### [Document extract]
'''

International fans of Mr. Milei have eagerly shared news from Argentina, celebrating the country’s budget surplus in January—the first time in a dozen years—and his decision to end the use of gender-inclusive language in government communications. Mr. Milei also put an end to rent control, leading to a 60 percent increase in the number of properties available, according to private estimates.

The inflation rate fell in Argentina in February to 13.2 percent—a drop of seven percentage points—though the yearly average surged to 276 percent.

Mr. Milei’s La Libertad Avanza party has found some common ground with social conservatives too. Six lawmakers introduced a bill to overturn the 2020 decriminalization of abortion but withdrew it the next day after Mr. Milei’s spokesman said it “was not part of the president’s agenda,” even though the president has voiced pro-life sympathies.

Other stories raise questions about the impact of his administrative and economic reforms, however. Poverty rates surged to 57.4 percent in January, the highest level in 20 years, according to the Social Debt Observatory at the Pontifical University of Argentina. And the 1,800 soup kitchens operated by Catholic organizations are seeing increased demand, auxiliary bishop Gustavo Carrera of Buenos Aires told Radio Con Vos.

Mr. Milei’s domestic agenda also appears imperiled. He almost immediately issued hundreds of decrees to liberalize the economy and sent an expansive omnibus bill to Argentina’s Congress to privatize state companies. Congress sent the omnibus bill back to committee in early February, however.

The Senate voted against his decrees on March 14. They remain in effect as long as the lower house does not follow suit, but Mr. Milei’s party holds barely more than 15 percent of the seats in the lower house and an even lower percentage in the Senate. And he has failed to negotiate with opposition parties or the country’s governors, who heavily influence lawmakers from their provinces.

Mr. Milei responded to the latest setback in Congress with typical hyperbole and bombast. He either reposted or “liked” a series of comments on X that derided lawmakers as “traitors to the homeland,” “criminals” and “The caste vs. the people,” according to the newspaper La Nación.

“The majority of politicians can’t step into the street because if the people recognized them, they’d skin them alive,” he later told Radio Mitre.

“‘If you don’t support me, you’re my enemy.’ That’s the strategy,” Mr. Domínguez said, adding that Mr. Milei had been threatening to withhold federal disbursement from state governors. But the threats have proved empty, Mr. Domínguez explained, because as Mr. Milei often insists, “There’s no money.”

'''

### [Dataset extract]
'''

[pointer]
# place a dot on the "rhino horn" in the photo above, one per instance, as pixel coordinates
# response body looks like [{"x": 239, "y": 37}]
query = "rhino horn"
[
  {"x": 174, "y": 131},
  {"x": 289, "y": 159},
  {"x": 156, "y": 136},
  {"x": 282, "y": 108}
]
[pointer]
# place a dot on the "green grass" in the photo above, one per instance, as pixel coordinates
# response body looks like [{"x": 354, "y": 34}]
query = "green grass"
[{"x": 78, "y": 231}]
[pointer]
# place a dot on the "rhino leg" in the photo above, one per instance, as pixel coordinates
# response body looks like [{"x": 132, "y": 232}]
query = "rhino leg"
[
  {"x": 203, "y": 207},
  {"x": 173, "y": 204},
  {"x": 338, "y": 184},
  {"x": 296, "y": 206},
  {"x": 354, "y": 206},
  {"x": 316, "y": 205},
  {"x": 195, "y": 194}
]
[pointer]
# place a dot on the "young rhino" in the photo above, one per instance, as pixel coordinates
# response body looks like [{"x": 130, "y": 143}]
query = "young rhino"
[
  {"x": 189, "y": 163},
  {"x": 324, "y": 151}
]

'''

### [List of tasks]
[a] Say whether each statement agrees with the article on Argentina under Mr. Milei, answering yes or no and quoting the deciding words: (i) Argentina posted a budget surplus in January for the first time in a dozen years. (ii) The six lawmakers' bill to overturn the decriminalization of abortion moved forward. (iii) The Senate backed Mr. Milei's decrees on March 14.
[b] In the article on Argentina under Mr. Milei, what level did poverty rates reach in January?
[c] Pick up the article on Argentina under Mr. Milei where it stops and carry it on.
Nothing in the data is needed here.

### [Results]
[a]
(i) Yes: "celebrating the country’s budget surplus in January—the first time in a dozen years"
(ii) No: "withdrew it the next day"
(iii) No: "The Senate voted against his decrees on March 14."

[b] 57.4 percent, the highest level in 20 years.

[c]
Mr. Milei previously spoke of Pope Francis with the same contempt he shows his political adversaries, accusing the pope of preaching communism and calling him a “filthy leftist.” His agenda, meanwhile, appeared antithetical to that of Pope Francis and many in the Argentine church—especially his use of an epithet to describe the “social justice” promoted by priests working with the poor in the country’s 5,000 shantytowns and poorer barrios.

But for church observers, the pope’s reconciliation with Mr. Milei shows the Holy Father preferring to turn the page, practicing forgiveness and prioritizing pragmatism as Argentina suffers its deepest economic crisis since 2001. That year, after the country defaulted on its debts, the currency collapsed and five presidents were installed and ejected from office in less than two weeks.

Pope Francis “doesn’t want to see the fallout from the extreme tensions of 2001 repeated,” Mr. De Vedia said. “I think that [Pope Francis] is very clear about that and it explains why he’s acting this way.”

The improved relationship between the two leaders holds out the prospect of a possible papal trip to Argentina. Pope Francis has not returned to Argentina since his election in 2013—a distance maintained, church observers say, by his desire not to show favoritism during a time of deep political division in Argentina—but he has raised the possibility of a trip to his homeland later this year.

“The most important signal” of a truly improved relationship with Mr. Milei, Mr. De Vedia said, “depends on whether the pope’s visit is completed.”